(Entries from a dataset)
--- BEGIN ---
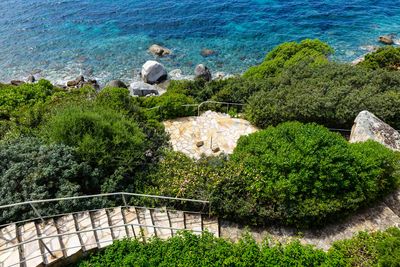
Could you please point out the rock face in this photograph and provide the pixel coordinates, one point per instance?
(116, 84)
(369, 127)
(142, 89)
(153, 72)
(386, 39)
(202, 72)
(159, 50)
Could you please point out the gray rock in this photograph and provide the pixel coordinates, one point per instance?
(153, 72)
(386, 39)
(369, 127)
(142, 89)
(202, 72)
(16, 82)
(31, 79)
(159, 50)
(116, 84)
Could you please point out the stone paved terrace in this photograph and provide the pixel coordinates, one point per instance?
(211, 133)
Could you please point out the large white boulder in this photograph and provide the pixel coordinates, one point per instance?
(369, 127)
(153, 72)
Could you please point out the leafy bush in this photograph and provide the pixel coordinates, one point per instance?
(387, 57)
(30, 170)
(102, 137)
(14, 97)
(303, 175)
(331, 95)
(289, 54)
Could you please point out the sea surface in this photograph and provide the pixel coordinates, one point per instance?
(108, 39)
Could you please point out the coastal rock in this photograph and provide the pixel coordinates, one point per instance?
(369, 127)
(159, 50)
(202, 72)
(142, 89)
(116, 84)
(207, 52)
(153, 72)
(386, 39)
(31, 79)
(16, 82)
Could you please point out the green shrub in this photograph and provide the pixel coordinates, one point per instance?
(102, 137)
(14, 97)
(289, 54)
(387, 57)
(331, 95)
(31, 170)
(303, 175)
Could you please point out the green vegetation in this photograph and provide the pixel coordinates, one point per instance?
(185, 249)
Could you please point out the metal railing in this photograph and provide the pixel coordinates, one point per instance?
(123, 196)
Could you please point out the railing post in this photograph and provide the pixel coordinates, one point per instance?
(37, 212)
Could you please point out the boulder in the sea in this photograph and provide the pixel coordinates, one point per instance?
(142, 89)
(207, 52)
(31, 79)
(153, 72)
(16, 82)
(116, 84)
(386, 39)
(369, 127)
(202, 72)
(159, 50)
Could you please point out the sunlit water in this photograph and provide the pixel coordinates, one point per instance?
(108, 39)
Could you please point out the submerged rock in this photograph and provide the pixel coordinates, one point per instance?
(369, 127)
(116, 84)
(159, 50)
(386, 39)
(153, 72)
(202, 72)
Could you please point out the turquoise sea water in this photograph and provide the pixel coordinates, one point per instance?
(108, 39)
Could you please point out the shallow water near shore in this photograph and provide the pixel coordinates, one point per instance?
(103, 39)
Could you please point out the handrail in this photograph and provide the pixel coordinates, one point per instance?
(102, 195)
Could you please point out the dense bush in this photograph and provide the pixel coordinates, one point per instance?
(378, 249)
(387, 57)
(303, 175)
(30, 170)
(14, 97)
(331, 95)
(104, 138)
(289, 54)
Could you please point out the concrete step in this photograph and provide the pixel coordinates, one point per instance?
(8, 238)
(31, 252)
(116, 218)
(211, 225)
(100, 220)
(70, 243)
(161, 218)
(83, 223)
(177, 220)
(53, 244)
(193, 221)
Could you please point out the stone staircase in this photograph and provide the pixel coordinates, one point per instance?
(63, 239)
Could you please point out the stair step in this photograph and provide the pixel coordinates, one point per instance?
(70, 242)
(211, 225)
(8, 238)
(193, 221)
(116, 218)
(31, 251)
(161, 218)
(177, 220)
(53, 244)
(131, 217)
(84, 222)
(100, 220)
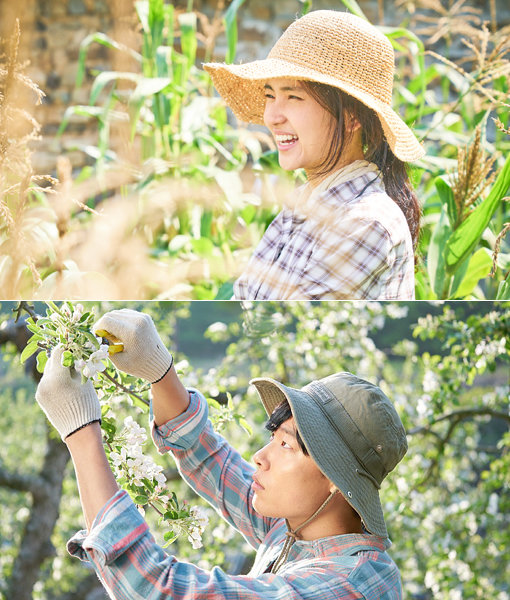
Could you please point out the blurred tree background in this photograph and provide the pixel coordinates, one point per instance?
(445, 366)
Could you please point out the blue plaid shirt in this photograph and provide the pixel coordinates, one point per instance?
(132, 566)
--- END ---
→ Problem details
Can you quote exactly, and only, the lines from the one containing "Could you please point out the dense" through the last line of the records above, keeping both ends and leaving out any pictures?

→ Response for this exercise
Could you please point out the dense bush in this photograph and provide the pixel coordinates, one point per instance?
(378, 249)
(387, 57)
(303, 175)
(30, 170)
(14, 97)
(331, 95)
(104, 138)
(289, 54)
Could you please point out the concrete step in this photograph and provide the pixel coordinates, one point per instance?
(8, 238)
(31, 252)
(116, 218)
(211, 225)
(100, 220)
(70, 243)
(161, 218)
(83, 223)
(177, 220)
(53, 244)
(193, 221)
Could you please point out the stone staircase in this photograph and provide the pixel coordinates, one point per instance?
(63, 239)
Could you please point out the stair step in this photograph and provide the pixel coordinates, one point per instance?
(70, 242)
(211, 225)
(8, 238)
(193, 221)
(116, 218)
(31, 251)
(161, 218)
(177, 220)
(53, 244)
(131, 217)
(84, 222)
(100, 220)
Could you please point out the blurred tree background in this photograph and provide the pixel coordinates, one point per instance?
(445, 366)
Could you please point out the blue plaid shirt in this photograph and provide the pixel coordinates, one point per instance?
(132, 566)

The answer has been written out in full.